And just to add what Ogmios said, don't be leary of taking advantage of your operating system via whatever means necessary - shell scripts, DSExecute, whatever. You'll find it comes in very handy for all kinds of things, especially in the before/after job arena. :wink:
-craig

"You can never have too many knives" -- Logan Nine Fingers
alraaayeq
Participant
Posts: 35
Joined: Sun Apr 04, 2004 5:57 am
Location: Riyadh,Saudi Arabia

Post by alraaayeq »

[Quote="chulett
And just to add what Ogmios said, don't be leary of taking advantage of your operating system via whatever means necessary - shell scripts, DSExecute, whatever. You'll find it comes in very handy for all kinds of things, especially in the before/after job arena. :wink:[/Quote]

let me tell you the story behind why I am not willing to use CLI/C++/Shell. I made an application to a "lovely" company and I found that their Datacenter group have very restricted rules on applications that are "home-built" and they believe DS can/should do such thing. moreover, they do not "easily" hand-it over or accept it because they wanna to review every bit and byte. I spent a lot of my time in a dark tunnel not by my desire. :x

I am already using C++ API but they are not happy with it and they usually address the application by " the spaghetti application" since I used DS , C++ and Shell scripts as well. :?
● ● ●
§ **REQUESTS**:
1) Decide whether each statement below agrees with the forum thread, answering yes or no and quoting the deciding words from it: (a) The Datacenter group has very restricted rules on home-built applications. (b) The second poster has stopped using the C++ API. (c) The first post says operating system tools are especially handy in the before/after job arena.
2) Reproduce the forum thread word for word, starting at "I am already" and ending at "as well. :?".
3) Write the next part of the forum thread, picking up right after its final sentence.

[Records of labeled points]
● ● ●
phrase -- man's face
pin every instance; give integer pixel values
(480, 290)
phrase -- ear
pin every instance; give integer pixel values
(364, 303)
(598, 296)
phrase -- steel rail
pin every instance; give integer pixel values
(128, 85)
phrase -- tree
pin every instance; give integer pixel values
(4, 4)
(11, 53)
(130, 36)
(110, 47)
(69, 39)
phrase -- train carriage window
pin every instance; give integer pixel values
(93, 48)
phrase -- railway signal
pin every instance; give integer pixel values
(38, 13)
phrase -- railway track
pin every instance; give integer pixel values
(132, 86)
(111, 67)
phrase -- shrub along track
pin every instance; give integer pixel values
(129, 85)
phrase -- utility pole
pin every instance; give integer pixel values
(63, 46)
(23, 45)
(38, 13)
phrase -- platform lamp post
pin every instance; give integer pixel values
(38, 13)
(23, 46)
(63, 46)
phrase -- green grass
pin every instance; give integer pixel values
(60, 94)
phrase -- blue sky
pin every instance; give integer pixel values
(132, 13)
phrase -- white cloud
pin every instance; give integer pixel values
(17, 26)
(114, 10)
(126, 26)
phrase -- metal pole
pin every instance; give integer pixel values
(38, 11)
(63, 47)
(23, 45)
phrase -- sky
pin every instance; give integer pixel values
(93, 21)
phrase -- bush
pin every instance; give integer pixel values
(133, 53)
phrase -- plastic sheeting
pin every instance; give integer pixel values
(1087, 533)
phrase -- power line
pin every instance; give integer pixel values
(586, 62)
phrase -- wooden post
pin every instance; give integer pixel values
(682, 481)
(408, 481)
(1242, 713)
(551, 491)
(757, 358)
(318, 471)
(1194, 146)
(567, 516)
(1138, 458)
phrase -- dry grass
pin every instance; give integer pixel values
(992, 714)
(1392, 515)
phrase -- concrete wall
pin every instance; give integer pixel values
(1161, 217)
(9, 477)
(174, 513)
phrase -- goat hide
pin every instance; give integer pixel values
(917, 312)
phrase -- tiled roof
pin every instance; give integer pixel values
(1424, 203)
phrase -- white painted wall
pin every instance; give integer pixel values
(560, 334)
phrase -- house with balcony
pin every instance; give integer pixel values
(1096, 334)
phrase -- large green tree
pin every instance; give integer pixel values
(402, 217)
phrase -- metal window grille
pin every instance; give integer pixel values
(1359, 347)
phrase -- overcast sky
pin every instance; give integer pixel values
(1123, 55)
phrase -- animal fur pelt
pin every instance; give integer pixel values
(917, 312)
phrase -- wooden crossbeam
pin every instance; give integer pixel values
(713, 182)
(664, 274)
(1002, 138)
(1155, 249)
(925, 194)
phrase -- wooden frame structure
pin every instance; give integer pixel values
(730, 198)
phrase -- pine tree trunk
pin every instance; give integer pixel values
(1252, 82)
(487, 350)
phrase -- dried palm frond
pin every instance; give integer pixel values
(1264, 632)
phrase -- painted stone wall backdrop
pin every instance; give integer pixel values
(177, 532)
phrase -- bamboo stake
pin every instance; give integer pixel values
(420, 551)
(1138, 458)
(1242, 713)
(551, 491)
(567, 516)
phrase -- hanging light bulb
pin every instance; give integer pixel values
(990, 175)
● ● ●
§ **FINAL ANSWERS**:
1)
(a) Yes: "their Datacenter group have very restricted rules on applications that are "home-built""
(b) No: "I am already using C++ API"
(c) Yes: "especially in the before/after job arena"

2)
I am already using C++ API but they are not happy with it and they usually address the application by " the spaghetti application" since I used DS , C++ and Shell scripts as well. :?

3)
lets go back to the technical details, here the latest thing I do have :
I am going to use "Ans" as an array and do loop on it and for each file name I will open the file and get it STATUS , I found that STATUS gives many useful details about any files.

Code: Select all

 OpenSeq PathName To FileVar Then
         STATUS stat FROM FileVar THEN PRINT stat
         Call DSLogInfo("File status : ":stat,"hmm")
ray.wurlod
Participant
Posts: 54607
Joined: Wed Oct 23, 2002 10:52 pm
Location: Sydney, Australia
Contact:

Post by ray.wurlod »

You're correct in asserting that the STATUS statement gives you lots of information about a currently open file. To process all the files in the directory, you need to open each file separately to apply this statement. (This is not really a problem; under the covers any utility you use would have to do this.)
Use a Select List to gather all the file names in the directory. For example:

Code: Select all

$INCLUDE UNIVERSE.INCLUDE FILEINFO.H

* Obtain directory pathname from this job's parameters.
DirPath = DSGetParamInfo(DSJ.ME, "DirPath", DSJ.PARAMVALUE)

* Open the directory as if it were a table
OpenPath DirPath To Dir.fvar
On Error

   Call DSLogWarn("Error opening " : Quote(DirPath) : ", status " : Status(), "Job Control")

End
Then

   * Form Select List of entries in directory
   ClearSelect 9
   Select Dir.fvar To 9

   * Process each file name in turn.  Open the file, apply status statement.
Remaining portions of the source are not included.